*** PROVIDED INFORMATION ***

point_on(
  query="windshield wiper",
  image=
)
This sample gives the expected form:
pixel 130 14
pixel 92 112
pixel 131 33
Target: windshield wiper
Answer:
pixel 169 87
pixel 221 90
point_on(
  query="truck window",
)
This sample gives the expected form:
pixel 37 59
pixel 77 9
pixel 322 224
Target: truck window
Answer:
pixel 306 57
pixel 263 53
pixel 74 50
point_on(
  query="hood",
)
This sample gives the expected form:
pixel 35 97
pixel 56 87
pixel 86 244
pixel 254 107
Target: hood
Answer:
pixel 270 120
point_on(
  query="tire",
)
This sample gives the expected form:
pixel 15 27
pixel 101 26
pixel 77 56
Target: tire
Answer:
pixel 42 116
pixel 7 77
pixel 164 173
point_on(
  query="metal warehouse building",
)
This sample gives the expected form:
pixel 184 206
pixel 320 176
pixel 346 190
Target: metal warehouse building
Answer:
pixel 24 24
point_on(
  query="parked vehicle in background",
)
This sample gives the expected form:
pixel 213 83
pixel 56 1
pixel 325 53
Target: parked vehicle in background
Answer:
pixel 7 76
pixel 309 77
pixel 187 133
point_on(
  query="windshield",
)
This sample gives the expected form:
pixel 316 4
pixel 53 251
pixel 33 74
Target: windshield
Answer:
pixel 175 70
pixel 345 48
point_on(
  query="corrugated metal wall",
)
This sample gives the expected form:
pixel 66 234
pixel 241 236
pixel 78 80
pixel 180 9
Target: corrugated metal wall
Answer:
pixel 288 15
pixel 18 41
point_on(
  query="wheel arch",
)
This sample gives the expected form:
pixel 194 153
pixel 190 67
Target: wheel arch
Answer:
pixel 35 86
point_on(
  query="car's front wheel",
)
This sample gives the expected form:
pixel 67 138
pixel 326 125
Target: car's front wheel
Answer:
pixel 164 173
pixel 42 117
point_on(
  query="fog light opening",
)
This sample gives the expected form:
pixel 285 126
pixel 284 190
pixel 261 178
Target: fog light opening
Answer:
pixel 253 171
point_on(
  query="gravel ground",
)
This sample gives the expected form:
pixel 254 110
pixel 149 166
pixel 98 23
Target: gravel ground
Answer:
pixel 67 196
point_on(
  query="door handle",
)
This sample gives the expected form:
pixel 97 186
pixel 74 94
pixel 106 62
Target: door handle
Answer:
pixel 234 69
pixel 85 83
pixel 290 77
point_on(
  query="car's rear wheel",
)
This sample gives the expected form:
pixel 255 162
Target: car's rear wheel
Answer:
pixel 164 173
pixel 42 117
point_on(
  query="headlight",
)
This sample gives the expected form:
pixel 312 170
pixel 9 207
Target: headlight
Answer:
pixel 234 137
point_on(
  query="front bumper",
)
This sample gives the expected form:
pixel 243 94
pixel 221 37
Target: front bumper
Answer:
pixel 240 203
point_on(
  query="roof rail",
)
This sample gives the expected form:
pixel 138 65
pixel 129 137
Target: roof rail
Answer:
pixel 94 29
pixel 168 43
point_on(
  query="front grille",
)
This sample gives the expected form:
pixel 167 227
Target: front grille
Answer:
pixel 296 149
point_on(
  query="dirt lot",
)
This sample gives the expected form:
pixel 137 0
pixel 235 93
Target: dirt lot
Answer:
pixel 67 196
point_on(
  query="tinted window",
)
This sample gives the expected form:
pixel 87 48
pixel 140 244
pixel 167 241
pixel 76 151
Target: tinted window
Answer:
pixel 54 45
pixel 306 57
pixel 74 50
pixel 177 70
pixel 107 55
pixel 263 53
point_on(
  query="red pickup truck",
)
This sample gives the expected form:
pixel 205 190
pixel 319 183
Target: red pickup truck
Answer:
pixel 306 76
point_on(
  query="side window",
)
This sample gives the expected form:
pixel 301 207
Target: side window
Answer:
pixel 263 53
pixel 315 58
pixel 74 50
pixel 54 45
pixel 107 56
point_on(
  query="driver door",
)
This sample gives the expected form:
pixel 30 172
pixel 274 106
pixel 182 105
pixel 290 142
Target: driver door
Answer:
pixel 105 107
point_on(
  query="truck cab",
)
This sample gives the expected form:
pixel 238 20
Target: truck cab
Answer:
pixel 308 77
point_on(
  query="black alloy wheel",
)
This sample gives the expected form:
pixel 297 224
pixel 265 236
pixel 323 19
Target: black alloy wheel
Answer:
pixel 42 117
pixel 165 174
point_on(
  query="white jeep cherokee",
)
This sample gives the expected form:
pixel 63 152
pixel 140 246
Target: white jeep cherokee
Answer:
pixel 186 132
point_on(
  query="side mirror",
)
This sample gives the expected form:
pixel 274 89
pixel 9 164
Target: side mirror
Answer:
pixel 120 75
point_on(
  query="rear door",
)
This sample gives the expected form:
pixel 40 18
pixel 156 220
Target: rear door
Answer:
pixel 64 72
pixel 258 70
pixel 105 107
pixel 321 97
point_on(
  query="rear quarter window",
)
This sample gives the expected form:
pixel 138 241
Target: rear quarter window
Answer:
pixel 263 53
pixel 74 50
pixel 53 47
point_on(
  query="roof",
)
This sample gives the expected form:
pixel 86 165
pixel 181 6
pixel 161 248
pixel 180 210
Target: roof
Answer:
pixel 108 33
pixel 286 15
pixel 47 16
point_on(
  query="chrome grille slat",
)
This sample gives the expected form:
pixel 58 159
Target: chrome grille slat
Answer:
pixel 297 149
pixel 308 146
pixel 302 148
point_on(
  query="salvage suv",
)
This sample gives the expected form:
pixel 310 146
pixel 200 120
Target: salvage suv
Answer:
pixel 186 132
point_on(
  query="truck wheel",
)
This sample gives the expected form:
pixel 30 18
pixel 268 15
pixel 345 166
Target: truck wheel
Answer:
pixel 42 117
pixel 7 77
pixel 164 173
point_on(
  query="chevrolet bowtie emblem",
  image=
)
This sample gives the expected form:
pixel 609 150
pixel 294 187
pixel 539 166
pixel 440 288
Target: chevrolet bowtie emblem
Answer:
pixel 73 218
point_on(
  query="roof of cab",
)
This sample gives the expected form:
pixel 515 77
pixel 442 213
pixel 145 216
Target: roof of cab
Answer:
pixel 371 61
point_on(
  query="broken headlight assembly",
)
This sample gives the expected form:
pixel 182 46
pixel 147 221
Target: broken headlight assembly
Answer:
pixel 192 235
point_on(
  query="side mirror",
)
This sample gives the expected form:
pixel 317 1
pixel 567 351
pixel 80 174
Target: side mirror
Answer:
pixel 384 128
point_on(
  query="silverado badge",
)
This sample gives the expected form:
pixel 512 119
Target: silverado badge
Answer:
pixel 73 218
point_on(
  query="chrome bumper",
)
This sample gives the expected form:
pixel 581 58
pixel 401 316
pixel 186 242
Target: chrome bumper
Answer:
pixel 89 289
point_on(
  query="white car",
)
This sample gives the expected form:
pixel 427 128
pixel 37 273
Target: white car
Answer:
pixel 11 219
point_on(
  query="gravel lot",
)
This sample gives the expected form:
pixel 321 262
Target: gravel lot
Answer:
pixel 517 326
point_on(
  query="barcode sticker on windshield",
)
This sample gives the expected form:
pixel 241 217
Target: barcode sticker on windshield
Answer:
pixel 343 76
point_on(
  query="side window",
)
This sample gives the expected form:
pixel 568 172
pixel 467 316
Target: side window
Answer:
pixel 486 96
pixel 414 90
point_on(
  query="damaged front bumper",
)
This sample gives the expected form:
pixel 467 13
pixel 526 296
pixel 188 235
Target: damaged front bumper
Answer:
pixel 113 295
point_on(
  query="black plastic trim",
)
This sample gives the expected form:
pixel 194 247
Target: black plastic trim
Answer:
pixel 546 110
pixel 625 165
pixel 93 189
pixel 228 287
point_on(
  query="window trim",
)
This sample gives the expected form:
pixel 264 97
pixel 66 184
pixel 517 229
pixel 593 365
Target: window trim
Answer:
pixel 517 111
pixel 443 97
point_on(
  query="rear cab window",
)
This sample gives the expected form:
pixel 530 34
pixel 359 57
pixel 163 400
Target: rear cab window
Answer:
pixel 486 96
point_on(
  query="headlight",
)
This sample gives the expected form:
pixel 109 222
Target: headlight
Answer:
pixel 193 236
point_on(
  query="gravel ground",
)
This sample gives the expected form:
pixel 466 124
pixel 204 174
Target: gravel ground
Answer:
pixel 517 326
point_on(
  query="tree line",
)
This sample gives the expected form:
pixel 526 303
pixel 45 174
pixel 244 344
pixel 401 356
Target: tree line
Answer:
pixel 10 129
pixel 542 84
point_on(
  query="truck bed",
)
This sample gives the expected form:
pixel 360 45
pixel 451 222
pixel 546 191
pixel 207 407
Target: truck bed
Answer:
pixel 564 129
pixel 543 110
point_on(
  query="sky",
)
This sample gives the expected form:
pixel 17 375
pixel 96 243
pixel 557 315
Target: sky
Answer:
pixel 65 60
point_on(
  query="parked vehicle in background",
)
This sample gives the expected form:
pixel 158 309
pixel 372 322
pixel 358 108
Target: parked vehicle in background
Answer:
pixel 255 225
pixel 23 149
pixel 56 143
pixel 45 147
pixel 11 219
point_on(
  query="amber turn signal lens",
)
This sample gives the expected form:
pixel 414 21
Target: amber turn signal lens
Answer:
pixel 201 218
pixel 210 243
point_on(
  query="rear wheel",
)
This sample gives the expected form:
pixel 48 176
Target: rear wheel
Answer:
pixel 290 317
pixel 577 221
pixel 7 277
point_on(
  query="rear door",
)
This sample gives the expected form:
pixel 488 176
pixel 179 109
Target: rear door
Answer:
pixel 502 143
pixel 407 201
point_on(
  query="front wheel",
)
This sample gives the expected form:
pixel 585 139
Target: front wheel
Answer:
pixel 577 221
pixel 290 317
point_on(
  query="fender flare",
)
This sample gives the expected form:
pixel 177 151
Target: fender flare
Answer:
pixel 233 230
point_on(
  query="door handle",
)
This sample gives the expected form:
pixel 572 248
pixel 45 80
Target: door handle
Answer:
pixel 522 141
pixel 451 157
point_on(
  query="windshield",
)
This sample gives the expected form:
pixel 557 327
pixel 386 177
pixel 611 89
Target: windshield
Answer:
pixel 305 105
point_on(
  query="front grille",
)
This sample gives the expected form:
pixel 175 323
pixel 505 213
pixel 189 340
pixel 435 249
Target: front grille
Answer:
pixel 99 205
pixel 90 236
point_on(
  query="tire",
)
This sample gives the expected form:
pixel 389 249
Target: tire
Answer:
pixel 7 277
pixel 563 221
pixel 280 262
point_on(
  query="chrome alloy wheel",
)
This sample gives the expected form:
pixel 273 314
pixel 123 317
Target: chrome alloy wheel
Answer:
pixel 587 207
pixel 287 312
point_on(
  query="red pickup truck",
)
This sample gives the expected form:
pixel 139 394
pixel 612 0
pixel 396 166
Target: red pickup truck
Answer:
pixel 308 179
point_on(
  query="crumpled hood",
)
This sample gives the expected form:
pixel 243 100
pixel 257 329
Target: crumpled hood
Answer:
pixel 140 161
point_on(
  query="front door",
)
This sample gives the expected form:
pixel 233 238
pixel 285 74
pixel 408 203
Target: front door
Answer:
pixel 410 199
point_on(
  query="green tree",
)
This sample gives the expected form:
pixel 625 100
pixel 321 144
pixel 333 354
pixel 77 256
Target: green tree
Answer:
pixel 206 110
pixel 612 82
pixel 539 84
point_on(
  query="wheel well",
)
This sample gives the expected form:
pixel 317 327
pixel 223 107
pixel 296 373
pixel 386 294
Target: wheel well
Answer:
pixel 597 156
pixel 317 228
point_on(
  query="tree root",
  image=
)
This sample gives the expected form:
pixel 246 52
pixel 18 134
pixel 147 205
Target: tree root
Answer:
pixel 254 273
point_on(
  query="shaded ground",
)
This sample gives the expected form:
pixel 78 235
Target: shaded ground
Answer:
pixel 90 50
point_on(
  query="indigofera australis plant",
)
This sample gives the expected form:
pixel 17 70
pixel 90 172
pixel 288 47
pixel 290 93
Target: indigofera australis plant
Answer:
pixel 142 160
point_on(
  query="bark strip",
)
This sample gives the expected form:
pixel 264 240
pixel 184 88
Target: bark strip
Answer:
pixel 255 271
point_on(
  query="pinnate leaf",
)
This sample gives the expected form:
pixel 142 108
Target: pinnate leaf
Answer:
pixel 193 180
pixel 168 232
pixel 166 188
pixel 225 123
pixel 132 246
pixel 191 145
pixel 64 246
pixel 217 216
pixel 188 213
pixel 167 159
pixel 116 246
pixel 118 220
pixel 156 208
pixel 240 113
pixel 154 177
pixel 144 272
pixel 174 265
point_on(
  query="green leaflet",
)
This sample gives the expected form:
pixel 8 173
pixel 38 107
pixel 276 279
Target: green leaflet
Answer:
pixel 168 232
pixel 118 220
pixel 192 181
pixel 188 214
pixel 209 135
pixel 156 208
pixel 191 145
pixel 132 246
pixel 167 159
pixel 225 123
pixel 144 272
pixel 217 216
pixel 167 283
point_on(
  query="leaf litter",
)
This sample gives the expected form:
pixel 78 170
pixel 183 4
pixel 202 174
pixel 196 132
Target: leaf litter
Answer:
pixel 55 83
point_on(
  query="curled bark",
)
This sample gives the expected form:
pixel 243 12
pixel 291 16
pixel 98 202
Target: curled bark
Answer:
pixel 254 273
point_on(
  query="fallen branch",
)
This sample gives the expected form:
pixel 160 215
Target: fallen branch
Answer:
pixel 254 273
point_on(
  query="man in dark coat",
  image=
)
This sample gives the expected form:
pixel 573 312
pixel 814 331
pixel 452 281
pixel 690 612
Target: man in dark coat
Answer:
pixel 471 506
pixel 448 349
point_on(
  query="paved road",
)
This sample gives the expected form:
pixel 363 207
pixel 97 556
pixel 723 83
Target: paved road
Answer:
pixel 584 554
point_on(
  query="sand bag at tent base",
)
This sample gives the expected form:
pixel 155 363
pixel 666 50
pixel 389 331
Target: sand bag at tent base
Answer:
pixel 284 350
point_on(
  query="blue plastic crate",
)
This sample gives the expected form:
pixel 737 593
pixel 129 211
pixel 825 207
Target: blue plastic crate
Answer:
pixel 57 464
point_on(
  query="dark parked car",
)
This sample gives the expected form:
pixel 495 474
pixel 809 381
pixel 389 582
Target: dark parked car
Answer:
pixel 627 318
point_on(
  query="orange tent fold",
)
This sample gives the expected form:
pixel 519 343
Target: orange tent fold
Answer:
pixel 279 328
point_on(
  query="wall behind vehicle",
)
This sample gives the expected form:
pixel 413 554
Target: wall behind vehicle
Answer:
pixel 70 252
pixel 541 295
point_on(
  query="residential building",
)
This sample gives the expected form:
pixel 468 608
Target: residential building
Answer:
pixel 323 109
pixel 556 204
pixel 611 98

***

- [WHAT IS ASKED]
Copy out, without alteration, everything from the beginning of the items above down to and including the line that contains "pixel 18 41".

- [SOLUTION TO THIS EXERCISE]
point_on(
  query="windshield wiper",
  image=
)
This sample gives the expected form:
pixel 130 14
pixel 92 112
pixel 131 33
Target: windshield wiper
Answer:
pixel 169 87
pixel 221 90
point_on(
  query="truck window",
)
This sample gives the expected form:
pixel 37 59
pixel 77 9
pixel 322 224
Target: truck window
Answer:
pixel 306 57
pixel 263 53
pixel 74 50
point_on(
  query="hood",
)
This sample gives the expected form:
pixel 35 97
pixel 56 87
pixel 86 244
pixel 254 107
Target: hood
Answer:
pixel 270 120
point_on(
  query="tire",
)
This sample gives the expected form:
pixel 15 27
pixel 101 26
pixel 77 56
Target: tire
Answer:
pixel 42 116
pixel 7 77
pixel 164 173
point_on(
  query="metal warehouse building",
)
This sample gives the expected form:
pixel 184 206
pixel 320 176
pixel 346 190
Target: metal warehouse building
Answer:
pixel 24 24
point_on(
  query="parked vehicle in background",
)
This sample gives the expected form:
pixel 213 83
pixel 56 1
pixel 325 53
Target: parked vehicle in background
Answer:
pixel 7 76
pixel 309 77
pixel 187 133
point_on(
  query="windshield",
)
This sample gives the expected form:
pixel 316 4
pixel 53 251
pixel 33 74
Target: windshield
Answer:
pixel 175 70
pixel 345 48
point_on(
  query="corrugated metal wall",
)
This sample gives the expected form:
pixel 66 234
pixel 241 236
pixel 78 80
pixel 180 9
Target: corrugated metal wall
Answer:
pixel 288 15
pixel 18 41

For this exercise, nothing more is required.